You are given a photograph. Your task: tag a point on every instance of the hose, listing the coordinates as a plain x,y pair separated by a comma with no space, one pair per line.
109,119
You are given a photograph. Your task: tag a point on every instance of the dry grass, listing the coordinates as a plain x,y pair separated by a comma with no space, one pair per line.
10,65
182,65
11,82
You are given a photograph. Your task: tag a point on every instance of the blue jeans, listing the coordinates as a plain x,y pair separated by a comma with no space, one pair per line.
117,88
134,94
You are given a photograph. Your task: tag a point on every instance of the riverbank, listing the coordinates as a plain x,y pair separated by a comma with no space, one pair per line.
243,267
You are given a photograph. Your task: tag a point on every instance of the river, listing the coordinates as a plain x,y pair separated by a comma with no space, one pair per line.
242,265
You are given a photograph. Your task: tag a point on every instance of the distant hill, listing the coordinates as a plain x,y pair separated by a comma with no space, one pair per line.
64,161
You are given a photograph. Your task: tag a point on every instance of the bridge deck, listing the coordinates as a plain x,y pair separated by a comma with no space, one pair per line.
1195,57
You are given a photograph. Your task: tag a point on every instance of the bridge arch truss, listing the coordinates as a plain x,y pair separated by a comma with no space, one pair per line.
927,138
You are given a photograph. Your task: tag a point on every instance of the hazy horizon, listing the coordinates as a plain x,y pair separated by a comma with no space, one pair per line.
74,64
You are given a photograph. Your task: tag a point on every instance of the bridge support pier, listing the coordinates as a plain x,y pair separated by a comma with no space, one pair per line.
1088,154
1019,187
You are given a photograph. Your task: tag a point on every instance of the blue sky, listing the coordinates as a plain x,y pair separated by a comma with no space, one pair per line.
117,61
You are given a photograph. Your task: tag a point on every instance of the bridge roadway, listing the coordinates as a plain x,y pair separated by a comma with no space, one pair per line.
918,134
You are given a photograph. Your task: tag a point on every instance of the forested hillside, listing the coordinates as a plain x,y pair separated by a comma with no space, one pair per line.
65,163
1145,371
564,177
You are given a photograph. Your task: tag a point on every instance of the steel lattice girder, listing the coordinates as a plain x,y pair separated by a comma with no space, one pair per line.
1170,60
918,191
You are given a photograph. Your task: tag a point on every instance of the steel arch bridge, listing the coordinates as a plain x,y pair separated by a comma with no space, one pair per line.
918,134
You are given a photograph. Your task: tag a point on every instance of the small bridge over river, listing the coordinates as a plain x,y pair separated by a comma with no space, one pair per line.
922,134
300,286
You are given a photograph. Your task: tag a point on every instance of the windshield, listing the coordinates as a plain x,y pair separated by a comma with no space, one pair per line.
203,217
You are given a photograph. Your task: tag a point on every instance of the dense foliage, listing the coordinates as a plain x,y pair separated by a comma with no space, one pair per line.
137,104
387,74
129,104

Problem statement:
Recast the lines above as a Markdown table with the columns Row and Line, numbering each line in order and leaving out any blank ones.

The solution:
| Row | Line |
|---|---|
| 1 | You are given a photograph. Your task: tag a point on every instance of the hose, listing the coordinates as a plain x,y pair separated by a comma with no space, one pair per line. |
| 2 | 109,119 |
| 3 | You are given a photograph. Your task: tag a point on every instance of the dry grass, listing the coordinates as a plain x,y pair separated by a comma with no space, one pair per line. |
| 4 | 10,65 |
| 5 | 182,65 |
| 6 | 11,82 |
| 7 | You are given a photograph. Your task: tag a point on every instance of the blue jeans, listing the coordinates as a plain x,y pair separated by a comma with no space, one pair per line. |
| 8 | 117,88 |
| 9 | 134,94 |
| 10 | You are given a photograph. Your task: tag a point on every instance of the riverbank, listing the coordinates as a plain x,y pair separated by a comma with no space, one pair per line. |
| 11 | 243,267 |
| 12 | You are given a photograph. Your task: tag a point on every instance of the river, listing the coordinates as a plain x,y pair separated by a comma with no space, one pair per line. |
| 13 | 242,265 |
| 14 | You are given a photograph. Your task: tag a point on every instance of the distant hill, listing the coordinates as a plain x,y pair separated by a comma with no space, one pair per line. |
| 15 | 64,161 |
| 16 | You are given a photograph. Your task: tag a point on every instance of the bridge deck, listing the coordinates as a plain x,y pair separated by a comma with no space, one pair per line. |
| 17 | 1195,57 |
| 18 | You are given a photograph. Your task: tag a point on every instance of the bridge arch truss, listing the coordinates as a plain x,y pair separated by a comma with no space, one pair per line. |
| 19 | 927,138 |
| 20 | You are given a photograph. Your task: tag a point on every instance of the hazy horizon, listing the coordinates as a plain x,y pair separated by a comma with no space, one pair per line. |
| 21 | 74,64 |
| 22 | You are given a photograph. Your task: tag a point on every instance of the bridge support pier, listing the coordinates as a plain x,y pair separated by a comma with no space, one pair per line. |
| 23 | 1088,154 |
| 24 | 1019,187 |
| 25 | You are given a photograph. Your task: tag a point on every instance of the blue sky, listing the coordinates as a plain x,y pair separated by a comma with no space, one pair per line. |
| 26 | 117,61 |
| 27 | You are given a photograph. Your task: tag a point on every instance of the bridge roadway, listing the coordinates as a plain x,y pair separated by a comma with no space, one pair per line. |
| 28 | 918,134 |
| 29 | You are given a photograph. Your task: tag a point on every instance of the forested hillside, listing the coordinates as a plain x,y pair separated by a comma with no space, one pair per line. |
| 30 | 65,163 |
| 31 | 1145,371 |
| 32 | 564,177 |
| 33 | You are given a photograph. Your task: tag a point on every instance of the steel lattice girder, listing the coordinates as a plain x,y pair separated by a comma with no space, one pair per line. |
| 34 | 1170,60 |
| 35 | 918,191 |
| 36 | You are given a photograph. Your task: tag a point on every instance of the steel arch bridge, listing the coordinates as a plain x,y pair separated by a comma with no space, one pair per line. |
| 37 | 918,134 |
| 38 | You are given a photograph. Your task: tag a point on every instance of the small bridge over river, listing the coordinates as a plain x,y pair separated by a comma with no space, one pair per line. |
| 39 | 922,134 |
| 40 | 300,286 |
| 41 | You are given a photograph. Your task: tag a point on every instance of the windshield, listing the coordinates as a plain x,y pair separated by a comma with no space, one pair per line. |
| 42 | 203,217 |
| 43 | You are given a photograph. Your task: tag a point on every instance of the dense foliage, listing the coordinates as a plain x,y pair separated by a comma with no space, one pair per line. |
| 44 | 137,104 |
| 45 | 387,74 |
| 46 | 129,104 |